Impactos das hidrelétricas – Ao
relacionar o conhecimento tradicional a estudos científicos, foi possível
prever impactos que hidrelétricas podem ocasionar. No Rio Tapajós, há a
previsão de um complexo com mais de 40 barragens ao longo do rio, o que poderia
afetar diretamente a reprodução de espécies migratórias como filhote, matrinchã
e jaraqui.
Só o jaraqui e o filhote representam 28%
de toda a captura da pesca de pequena escala no Baixo Tapajós. Em outros rios
da Amazônia, já há uma drástica redução dos estoques pesqueiros associados a
construção de hidrelétricas: de jaraqui no Rio Tocantins, próximo à UHE de
Tucuruí; e dos grandes bagres do gênero Brachyplatystoma, como a dourada e o
filhote, no Rio Madeira, afetados pelas UHE Santo Antônio e Jirau.

_EXERCÍCIO ESCRITO 1_
Identifique nos registros abaixo cada linha em que aparece a palavra "above" e copie essas linhas.
Os registros não têm relação alguma com o texto sobre hidrelétricas.

_INFORMAÇÕES FORNECIDAS_
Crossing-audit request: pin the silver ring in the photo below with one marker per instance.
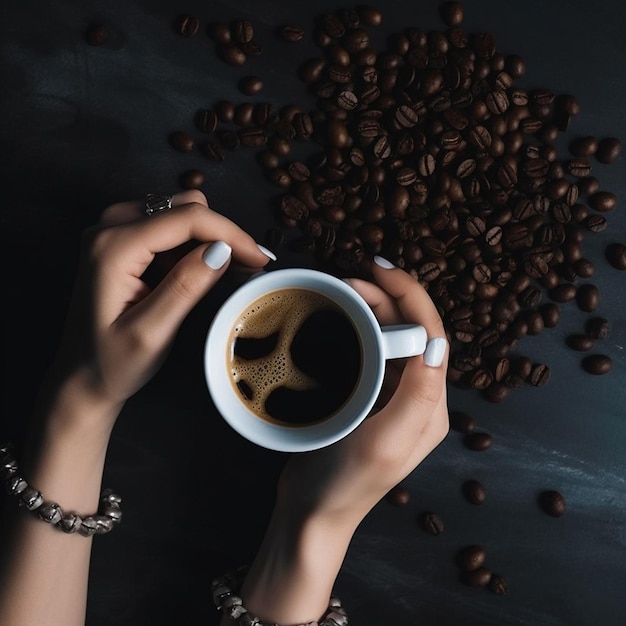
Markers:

* * *

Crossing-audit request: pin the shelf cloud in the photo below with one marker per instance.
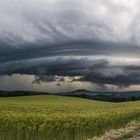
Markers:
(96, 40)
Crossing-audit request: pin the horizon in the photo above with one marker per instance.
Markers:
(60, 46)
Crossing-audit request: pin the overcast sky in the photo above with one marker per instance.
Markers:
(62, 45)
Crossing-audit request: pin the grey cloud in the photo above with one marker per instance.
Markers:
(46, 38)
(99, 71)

_EXERCÍCIO ESCRITO 2_
Estenda o texto sobre hidrelétricas, começando logo depois da última frase dele.

_RESULTADO DA TAREFA 1_
Crossing-audit request: pin the horizon in the photo above with one marker per instance.
Crossing-audit request: pin the overcast sky in the photo above with one marker per instance.
Crossing-audit request: pin the grey cloud in the photo above with one marker per instance.

_RESULTADO DA TAREFA 2_
Barragens podem mudar o curso das águas,
impedir migrações para desova e prejudicar o crescimento de peixes. De acordo
com o estudo, as espécies que percorrem longos trajetos requerem ainda maior
proteção, em nível regional ou mesmo nacional.
“Dessa maneira, se forem construídas as
hidrelétricas no Rio Tapajós é previsto forte impacto na pesca e nos peixes da
região, o que irá afetar diretamente a renda e a segurança alimentar de
milhares de famílias que dependem do peixe para sua alimentação e sustento ao
longo do rio. Assim, espera-se que os órgãos governamentais estejam atentos aos
fortes impactos e prejuízos à população local que esses projetos podem causar”,
alerta o pesquisador da Ufopa.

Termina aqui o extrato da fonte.